***** Page text

Sensor to detect biological threats in air on trial at land checkpoint

The HTX CBRNE team with the BioXcap, which is currently on trial at a land checkpoint. PHOTO: LIANHE ZAOBAO

SINGAPORE - A sensor that tests the air for biological agents that may be used in bioterrorism is currently being trialled, after completing lab tests in late 2022.

The Bioaerosol Threats Detector, known as BioXcap, is able to test for up to 10 different types of such agents, including anthrax, plague and toxins like ricin.

Trialled by the Home Team Science and Technology Agency (HTX), the BioXcap is the first detector of its kind here. It is able to provide early warning to the presence of biological threats in the air within 30 minutes.

Currently, it takes about three hours for air samples to be tested manually, including about an hour for the collection and transport of samples.

The BioXcap can be deployed and can relay test results remotely, minimising manpower and risks to scientists during an incident.

**********

Questions to answer>
1. Answer from the article on the BioXcap sensor:
(a) How many types of biological agents can the BioXcap test for?
(b) Which agency is trialling the BioXcap?
(c) How long does manual testing of air samples currently take?
2. Transcribe the article on the BioXcap sensor word for word, starting at "SINGAPORE - A" and ending at "during an incident.".

***** Records

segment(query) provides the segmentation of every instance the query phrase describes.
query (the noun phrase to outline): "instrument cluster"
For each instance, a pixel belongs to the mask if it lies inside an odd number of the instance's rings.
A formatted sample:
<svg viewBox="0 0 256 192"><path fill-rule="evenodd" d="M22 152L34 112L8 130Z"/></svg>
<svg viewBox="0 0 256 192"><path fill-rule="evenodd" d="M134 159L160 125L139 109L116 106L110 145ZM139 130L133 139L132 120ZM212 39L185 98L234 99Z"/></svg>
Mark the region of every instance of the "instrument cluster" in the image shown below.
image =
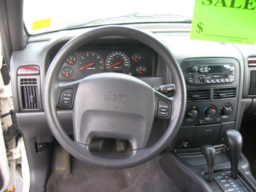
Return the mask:
<svg viewBox="0 0 256 192"><path fill-rule="evenodd" d="M155 52L145 47L83 48L72 53L66 59L58 80L75 81L101 72L152 76L155 63Z"/></svg>

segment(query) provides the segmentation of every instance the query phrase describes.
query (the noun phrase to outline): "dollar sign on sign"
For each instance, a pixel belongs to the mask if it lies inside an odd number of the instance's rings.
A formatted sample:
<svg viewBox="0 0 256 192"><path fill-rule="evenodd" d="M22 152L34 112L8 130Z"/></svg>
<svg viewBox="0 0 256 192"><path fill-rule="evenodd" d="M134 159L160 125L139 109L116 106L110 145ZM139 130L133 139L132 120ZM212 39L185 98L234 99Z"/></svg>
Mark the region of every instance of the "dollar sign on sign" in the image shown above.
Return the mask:
<svg viewBox="0 0 256 192"><path fill-rule="evenodd" d="M203 32L203 28L202 27L202 26L204 26L204 24L202 22L200 22L197 24L198 30L196 30L196 32L198 33L198 34Z"/></svg>

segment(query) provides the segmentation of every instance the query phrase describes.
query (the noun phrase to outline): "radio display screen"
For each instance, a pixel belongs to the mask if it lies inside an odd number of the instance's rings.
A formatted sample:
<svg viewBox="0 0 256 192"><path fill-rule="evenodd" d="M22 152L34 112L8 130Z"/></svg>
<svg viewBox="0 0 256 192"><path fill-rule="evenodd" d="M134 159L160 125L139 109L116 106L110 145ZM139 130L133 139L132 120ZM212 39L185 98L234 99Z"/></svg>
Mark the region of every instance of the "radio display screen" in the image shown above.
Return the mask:
<svg viewBox="0 0 256 192"><path fill-rule="evenodd" d="M209 72L230 72L230 65L209 65Z"/></svg>

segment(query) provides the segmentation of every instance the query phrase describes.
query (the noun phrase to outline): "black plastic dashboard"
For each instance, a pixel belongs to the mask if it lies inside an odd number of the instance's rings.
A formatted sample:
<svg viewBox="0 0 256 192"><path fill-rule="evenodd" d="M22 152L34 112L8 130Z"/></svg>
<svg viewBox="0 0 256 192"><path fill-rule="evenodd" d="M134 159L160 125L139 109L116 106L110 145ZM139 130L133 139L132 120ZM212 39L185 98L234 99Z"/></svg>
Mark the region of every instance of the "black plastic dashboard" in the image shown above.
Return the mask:
<svg viewBox="0 0 256 192"><path fill-rule="evenodd" d="M191 118L188 116L188 114L186 114L182 127L178 134L177 143L175 146L173 146L173 147L184 148L184 144L186 143L188 143L189 148L197 147L201 143L204 143L205 141L212 145L220 143L221 142L221 133L225 129L239 129L243 114L248 109L252 110L250 114L255 113L253 108L250 107L255 105L256 102L253 99L255 96L248 96L248 93L251 87L251 73L256 71L256 67L248 67L248 58L256 55L255 46L190 40L191 26L189 24L134 24L132 27L148 33L164 44L180 63L186 81L191 76L189 73L196 75L196 79L202 77L202 75L205 76L205 77L206 77L207 74L205 73L190 71L191 67L195 65L199 67L200 65L218 65L228 63L235 67L234 72L225 72L224 74L218 73L218 76L215 75L211 76L211 80L213 80L212 83L206 83L206 79L205 83L202 84L191 84L188 81L186 82L187 91L189 93L188 95L193 97L193 99L190 100L188 99L187 112L190 109L196 109L198 115L196 118ZM87 30L88 29L81 29L63 31L31 36L29 38L28 44L24 50L13 52L11 62L11 76L14 108L18 111L18 122L26 136L44 137L52 135L45 118L44 106L42 106L40 97L41 93L44 92L44 81L47 68L55 54L65 42L72 36ZM92 42L81 47L74 53L70 53L70 56L72 54L76 56L76 63L74 65L70 65L65 62L63 67L71 67L74 70L73 73L70 77L60 74L59 81L65 83L83 78L89 74L87 72L83 72L79 70L93 63L87 61L84 63L84 65L80 65L79 67L79 60L86 53L90 56L92 56L92 52L96 53L102 58L103 62L101 65L103 68L102 70L88 69L88 71L91 70L95 73L108 72L109 69L108 67L120 62L106 65L108 57L111 54L113 56L113 52L116 52L124 53L129 60L130 64L128 70L124 68L122 70L116 69L116 72L124 72L134 76L148 83L152 86L172 83L172 71L166 68L165 63L154 51L132 40L120 37L109 37L99 40L97 42ZM132 59L132 57L136 59L140 56L141 56L140 63L137 63L138 62ZM136 70L136 68L140 65L147 68L147 72L143 75ZM29 65L37 66L40 68L40 74L17 76L17 70L20 67ZM115 66L110 68L114 67ZM234 75L234 78L232 77L229 78L228 74L230 73ZM20 87L23 86L20 84L21 79L36 79L36 86L38 88L38 93L40 96L38 98L40 102L38 109L22 109L22 100L20 99L22 95L19 92ZM221 79L223 81L224 79L225 81L227 80L226 79L230 79L232 82L228 83L228 80L227 82L221 82ZM232 89L233 92L233 92L234 95L232 98L216 99L214 97L214 92L222 91L223 89ZM209 97L205 99L197 99L198 94L195 93L195 92L205 90L209 93ZM228 115L223 115L223 109L225 107L230 107L229 104L231 104L232 108L232 113ZM213 117L206 116L204 113L205 108L209 106L212 106L216 109L216 115ZM212 110L211 111L212 113ZM72 133L72 111L70 109L58 111L61 124L68 134ZM29 124L28 124L28 121ZM38 122L40 123L38 124ZM207 134L207 133L209 134ZM185 146L186 147L188 146Z"/></svg>

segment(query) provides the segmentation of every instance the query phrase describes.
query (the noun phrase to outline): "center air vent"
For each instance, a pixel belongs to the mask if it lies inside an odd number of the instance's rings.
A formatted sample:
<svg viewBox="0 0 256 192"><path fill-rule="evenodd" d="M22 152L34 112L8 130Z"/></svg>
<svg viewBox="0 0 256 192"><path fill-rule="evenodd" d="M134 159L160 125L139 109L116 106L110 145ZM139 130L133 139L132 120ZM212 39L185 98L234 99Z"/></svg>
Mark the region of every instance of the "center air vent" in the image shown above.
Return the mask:
<svg viewBox="0 0 256 192"><path fill-rule="evenodd" d="M187 100L209 100L210 90L187 90Z"/></svg>
<svg viewBox="0 0 256 192"><path fill-rule="evenodd" d="M236 97L236 88L214 89L213 99L230 99Z"/></svg>
<svg viewBox="0 0 256 192"><path fill-rule="evenodd" d="M23 108L39 109L36 79L20 79L21 97Z"/></svg>

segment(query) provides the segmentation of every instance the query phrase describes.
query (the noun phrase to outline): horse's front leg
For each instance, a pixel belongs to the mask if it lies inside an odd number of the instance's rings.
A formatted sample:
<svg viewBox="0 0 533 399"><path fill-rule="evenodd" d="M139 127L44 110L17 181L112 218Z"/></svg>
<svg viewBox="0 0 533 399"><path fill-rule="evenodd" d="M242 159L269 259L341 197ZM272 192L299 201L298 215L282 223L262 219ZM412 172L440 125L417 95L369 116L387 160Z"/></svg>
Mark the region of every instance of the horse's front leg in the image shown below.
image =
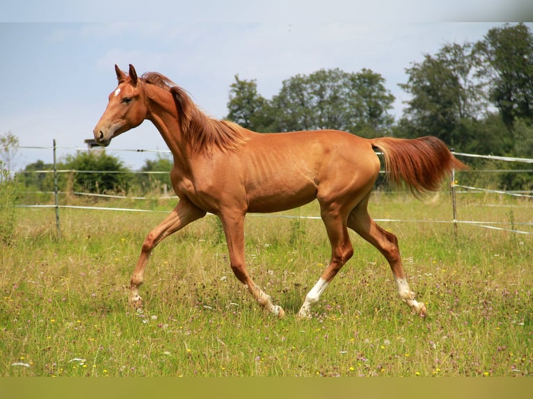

**********

Solution list>
1.
(a) Up to 10.
(b) The Home Team Science and Technology Agency (HTX).
(c) About three hours.

2.
SINGAPORE - A sensor that tests the air for biological agents that may be used in bioterrorism is currently being trialled, after completing lab tests in late 2022.

The Bioaerosol Threats Detector, known as BioXcap, is able to test for up to 10 different types of such agents, including anthrax, plague and toxins like ricin.

Trialled by the Home Team Science and Technology Agency (HTX), the BioXcap is the first detector of its kind here. It is able to provide early warning to the presence of biological threats in the air within 30 minutes.

Currently, it takes about three hours for air samples to be tested manually, including about an hour for the collection and transport of samples.

The BioXcap can be deployed and can relay test results remotely, minimising manpower and risks to scientists during an incident.